• _WHAT YOU NEED TO DO_
Reproduce the records below in full and exactly, without their images.

Data entries
++++++++++

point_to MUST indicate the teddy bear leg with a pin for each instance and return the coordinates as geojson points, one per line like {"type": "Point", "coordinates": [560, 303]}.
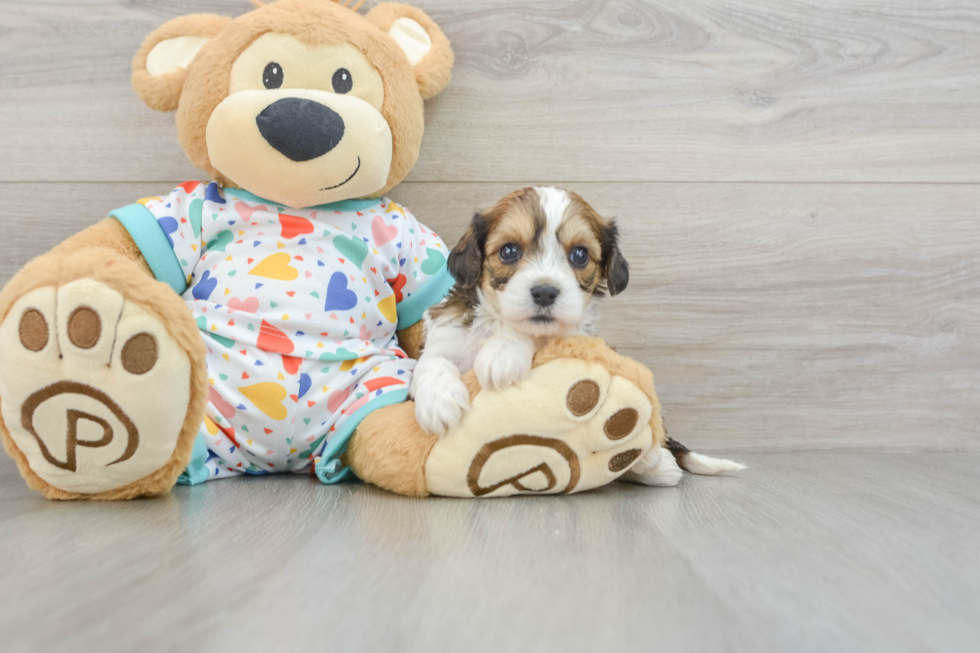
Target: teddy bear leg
{"type": "Point", "coordinates": [103, 382]}
{"type": "Point", "coordinates": [582, 418]}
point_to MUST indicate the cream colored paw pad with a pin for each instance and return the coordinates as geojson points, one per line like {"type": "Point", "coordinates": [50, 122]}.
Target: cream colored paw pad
{"type": "Point", "coordinates": [568, 427]}
{"type": "Point", "coordinates": [81, 373]}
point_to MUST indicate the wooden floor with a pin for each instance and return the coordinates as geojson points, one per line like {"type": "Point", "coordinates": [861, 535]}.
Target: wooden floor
{"type": "Point", "coordinates": [798, 185]}
{"type": "Point", "coordinates": [805, 552]}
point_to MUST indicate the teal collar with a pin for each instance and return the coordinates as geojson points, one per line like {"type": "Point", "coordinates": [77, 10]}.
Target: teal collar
{"type": "Point", "coordinates": [342, 205]}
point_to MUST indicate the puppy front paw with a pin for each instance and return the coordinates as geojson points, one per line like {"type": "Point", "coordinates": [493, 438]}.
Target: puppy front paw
{"type": "Point", "coordinates": [502, 363]}
{"type": "Point", "coordinates": [440, 395]}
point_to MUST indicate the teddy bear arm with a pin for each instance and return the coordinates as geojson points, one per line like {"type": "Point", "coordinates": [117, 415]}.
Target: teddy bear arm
{"type": "Point", "coordinates": [410, 339]}
{"type": "Point", "coordinates": [108, 233]}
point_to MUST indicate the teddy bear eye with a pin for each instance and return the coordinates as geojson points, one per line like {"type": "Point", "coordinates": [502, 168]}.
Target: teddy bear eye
{"type": "Point", "coordinates": [342, 81]}
{"type": "Point", "coordinates": [272, 77]}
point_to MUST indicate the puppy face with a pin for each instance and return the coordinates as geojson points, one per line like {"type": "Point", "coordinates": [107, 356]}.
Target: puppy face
{"type": "Point", "coordinates": [537, 258]}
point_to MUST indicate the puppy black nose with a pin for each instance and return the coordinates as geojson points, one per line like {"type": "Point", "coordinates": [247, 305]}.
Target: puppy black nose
{"type": "Point", "coordinates": [300, 129]}
{"type": "Point", "coordinates": [544, 296]}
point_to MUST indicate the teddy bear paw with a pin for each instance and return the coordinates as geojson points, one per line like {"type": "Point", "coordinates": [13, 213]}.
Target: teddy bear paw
{"type": "Point", "coordinates": [569, 426]}
{"type": "Point", "coordinates": [94, 389]}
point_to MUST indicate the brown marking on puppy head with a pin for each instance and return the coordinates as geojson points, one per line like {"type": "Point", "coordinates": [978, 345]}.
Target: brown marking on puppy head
{"type": "Point", "coordinates": [582, 226]}
{"type": "Point", "coordinates": [518, 220]}
{"type": "Point", "coordinates": [212, 71]}
{"type": "Point", "coordinates": [530, 256]}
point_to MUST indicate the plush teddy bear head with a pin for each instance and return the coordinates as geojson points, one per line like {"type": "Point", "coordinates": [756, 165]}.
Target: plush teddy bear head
{"type": "Point", "coordinates": [302, 102]}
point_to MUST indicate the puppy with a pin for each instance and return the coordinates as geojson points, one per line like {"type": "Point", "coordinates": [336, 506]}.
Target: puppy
{"type": "Point", "coordinates": [526, 271]}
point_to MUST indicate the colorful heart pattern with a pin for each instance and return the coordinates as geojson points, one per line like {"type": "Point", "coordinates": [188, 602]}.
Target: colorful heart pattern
{"type": "Point", "coordinates": [299, 308]}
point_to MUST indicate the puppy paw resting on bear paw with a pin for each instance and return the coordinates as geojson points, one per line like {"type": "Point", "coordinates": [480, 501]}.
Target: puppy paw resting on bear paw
{"type": "Point", "coordinates": [502, 363]}
{"type": "Point", "coordinates": [440, 395]}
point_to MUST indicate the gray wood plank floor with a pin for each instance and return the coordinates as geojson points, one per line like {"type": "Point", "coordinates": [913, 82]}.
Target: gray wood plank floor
{"type": "Point", "coordinates": [799, 189]}
{"type": "Point", "coordinates": [804, 552]}
{"type": "Point", "coordinates": [776, 317]}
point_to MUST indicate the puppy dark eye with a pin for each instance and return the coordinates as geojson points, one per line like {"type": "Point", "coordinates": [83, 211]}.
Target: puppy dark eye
{"type": "Point", "coordinates": [579, 257]}
{"type": "Point", "coordinates": [342, 81]}
{"type": "Point", "coordinates": [272, 77]}
{"type": "Point", "coordinates": [510, 253]}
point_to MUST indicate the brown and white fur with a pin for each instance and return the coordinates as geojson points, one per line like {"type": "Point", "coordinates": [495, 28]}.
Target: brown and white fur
{"type": "Point", "coordinates": [526, 271]}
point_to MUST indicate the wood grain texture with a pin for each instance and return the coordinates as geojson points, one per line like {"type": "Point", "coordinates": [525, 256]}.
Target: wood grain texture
{"type": "Point", "coordinates": [775, 316]}
{"type": "Point", "coordinates": [568, 90]}
{"type": "Point", "coordinates": [805, 552]}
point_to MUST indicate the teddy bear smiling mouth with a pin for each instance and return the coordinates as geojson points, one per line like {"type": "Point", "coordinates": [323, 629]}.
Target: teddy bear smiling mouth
{"type": "Point", "coordinates": [356, 170]}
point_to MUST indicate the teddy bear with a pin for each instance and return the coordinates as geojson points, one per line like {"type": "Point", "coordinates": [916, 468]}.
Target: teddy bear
{"type": "Point", "coordinates": [267, 321]}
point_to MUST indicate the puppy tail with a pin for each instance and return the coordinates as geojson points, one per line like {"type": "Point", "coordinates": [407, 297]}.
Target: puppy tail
{"type": "Point", "coordinates": [695, 463]}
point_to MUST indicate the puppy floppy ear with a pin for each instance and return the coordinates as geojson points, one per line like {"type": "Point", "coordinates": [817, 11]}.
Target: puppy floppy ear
{"type": "Point", "coordinates": [160, 66]}
{"type": "Point", "coordinates": [426, 47]}
{"type": "Point", "coordinates": [615, 269]}
{"type": "Point", "coordinates": [466, 259]}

++++++++++

• _TASK RESPONSE_
point_to MUST indicate the teddy bear leg with a pin for each instance and return the coordinates as geojson points, one per line like {"type": "Point", "coordinates": [560, 303]}.
Target: teddy bear leg
{"type": "Point", "coordinates": [103, 382]}
{"type": "Point", "coordinates": [582, 418]}
point_to MUST indicate the cream colored paw pad with a pin for each instance and return the coordinates as geojson points, one per line like {"type": "Point", "coordinates": [50, 122]}.
Target: cream colored paw pad
{"type": "Point", "coordinates": [568, 427]}
{"type": "Point", "coordinates": [81, 373]}
point_to MUST indicate the wooden floor with a pin for each instance and return the coordinates as geojson points, one per line like {"type": "Point", "coordinates": [861, 535]}.
Target: wooden floor
{"type": "Point", "coordinates": [798, 185]}
{"type": "Point", "coordinates": [805, 552]}
point_to MUST indicate the teal collar with a pin for each instance and return the coordinates as geojson points, one per line like {"type": "Point", "coordinates": [77, 10]}.
Target: teal collar
{"type": "Point", "coordinates": [342, 205]}
point_to MUST indicate the puppy front paw with a pin for each instance and return the coordinates as geojson points, one per line like {"type": "Point", "coordinates": [493, 438]}.
Target: puppy front paw
{"type": "Point", "coordinates": [502, 363]}
{"type": "Point", "coordinates": [440, 395]}
point_to MUST indicate the teddy bear arm with a pin for each instance and return the coordinates as geojson points, one per line like {"type": "Point", "coordinates": [117, 415]}.
Target: teddy bear arm
{"type": "Point", "coordinates": [410, 339]}
{"type": "Point", "coordinates": [108, 233]}
point_to MUST indicate the teddy bear eye with a pin for each instance and return the coordinates as geojson points, one per line like {"type": "Point", "coordinates": [502, 168]}.
Target: teddy bear eye
{"type": "Point", "coordinates": [342, 81]}
{"type": "Point", "coordinates": [272, 77]}
point_to MUST indicate the puppy face with a pin for each instance and return the coordinates as geojson points, one per line like {"type": "Point", "coordinates": [107, 356]}.
Target: puppy face
{"type": "Point", "coordinates": [537, 258]}
point_to MUST indicate the puppy black nose with a pin for each instance and return the coordinates as geojson points, one per line like {"type": "Point", "coordinates": [247, 305]}.
Target: puppy black nose
{"type": "Point", "coordinates": [300, 129]}
{"type": "Point", "coordinates": [544, 296]}
point_to MUST indicate the teddy bear paw with a pin for each instance and return the coordinates as geojson points, one per line like {"type": "Point", "coordinates": [13, 213]}.
Target: teddy bear paw
{"type": "Point", "coordinates": [569, 426]}
{"type": "Point", "coordinates": [94, 389]}
point_to MUST indicate the brown marking on puppy head with a pin for each instance and return the coordinates as geojson points, one per line like {"type": "Point", "coordinates": [978, 345]}.
Target: brown marking on puppy head
{"type": "Point", "coordinates": [582, 226]}
{"type": "Point", "coordinates": [518, 220]}
{"type": "Point", "coordinates": [212, 71]}
{"type": "Point", "coordinates": [530, 256]}
point_to MUST indicate the plush teddy bear head with a pin for each instance and return the coordinates as geojson points, one per line like {"type": "Point", "coordinates": [756, 165]}.
Target: plush teddy bear head
{"type": "Point", "coordinates": [302, 102]}
point_to MUST indicate the puppy with a pin for each instance and return the coordinates as geojson points, one per line like {"type": "Point", "coordinates": [336, 506]}.
Target: puppy
{"type": "Point", "coordinates": [526, 271]}
point_to MUST indicate the colorful heart pattern with a pin for each instance and return the coordinates as geojson points, one per line like {"type": "Point", "coordinates": [188, 602]}.
Target: colorful heart pattern
{"type": "Point", "coordinates": [299, 308]}
point_to MUST indicate the puppy paw resting on bear paw with a pin for each instance and return the coordinates as geojson points, one per line like {"type": "Point", "coordinates": [480, 501]}.
Target: puppy paw resting on bear paw
{"type": "Point", "coordinates": [502, 363]}
{"type": "Point", "coordinates": [440, 395]}
point_to MUST indicate the gray wood plank floor with a pin for each instance and return the coordinates as geojson points, one per line like {"type": "Point", "coordinates": [913, 82]}.
Target: gray wood plank floor
{"type": "Point", "coordinates": [799, 189]}
{"type": "Point", "coordinates": [804, 552]}
{"type": "Point", "coordinates": [776, 317]}
point_to MUST indicate the puppy dark eye with a pin for each instance and return the coordinates as geojson points, one per line like {"type": "Point", "coordinates": [83, 211]}.
Target: puppy dark eye
{"type": "Point", "coordinates": [579, 257]}
{"type": "Point", "coordinates": [342, 81]}
{"type": "Point", "coordinates": [272, 77]}
{"type": "Point", "coordinates": [510, 253]}
point_to MUST indicate the brown and white fur with a pin for each instance and return the coordinates as geojson points, one per line like {"type": "Point", "coordinates": [495, 28]}.
Target: brown and white fur
{"type": "Point", "coordinates": [526, 271]}
point_to MUST indicate the wood grain texture with a pin for each instance and return the coordinates as geojson points, one per line like {"type": "Point", "coordinates": [525, 256]}.
Target: wood grain texture
{"type": "Point", "coordinates": [775, 316]}
{"type": "Point", "coordinates": [568, 90]}
{"type": "Point", "coordinates": [805, 552]}
point_to MUST indicate the teddy bear smiling mouth with a pin for each instance and return the coordinates as geojson points, one per line like {"type": "Point", "coordinates": [323, 629]}.
Target: teddy bear smiling mouth
{"type": "Point", "coordinates": [356, 170]}
point_to MUST indicate the teddy bear with a pin for each instance and return the coordinates as geojson points, one per line like {"type": "Point", "coordinates": [916, 468]}.
Target: teddy bear
{"type": "Point", "coordinates": [267, 321]}
point_to MUST indicate the puppy tail with a pin for each instance and return the coordinates as geojson points, one per line like {"type": "Point", "coordinates": [407, 297]}.
Target: puppy tail
{"type": "Point", "coordinates": [695, 463]}
point_to MUST indicate the puppy floppy ear with a pin for each instance and return the coordinates as geojson points, one per line like {"type": "Point", "coordinates": [817, 11]}.
Target: puppy floppy ear
{"type": "Point", "coordinates": [160, 66]}
{"type": "Point", "coordinates": [426, 47]}
{"type": "Point", "coordinates": [615, 269]}
{"type": "Point", "coordinates": [466, 259]}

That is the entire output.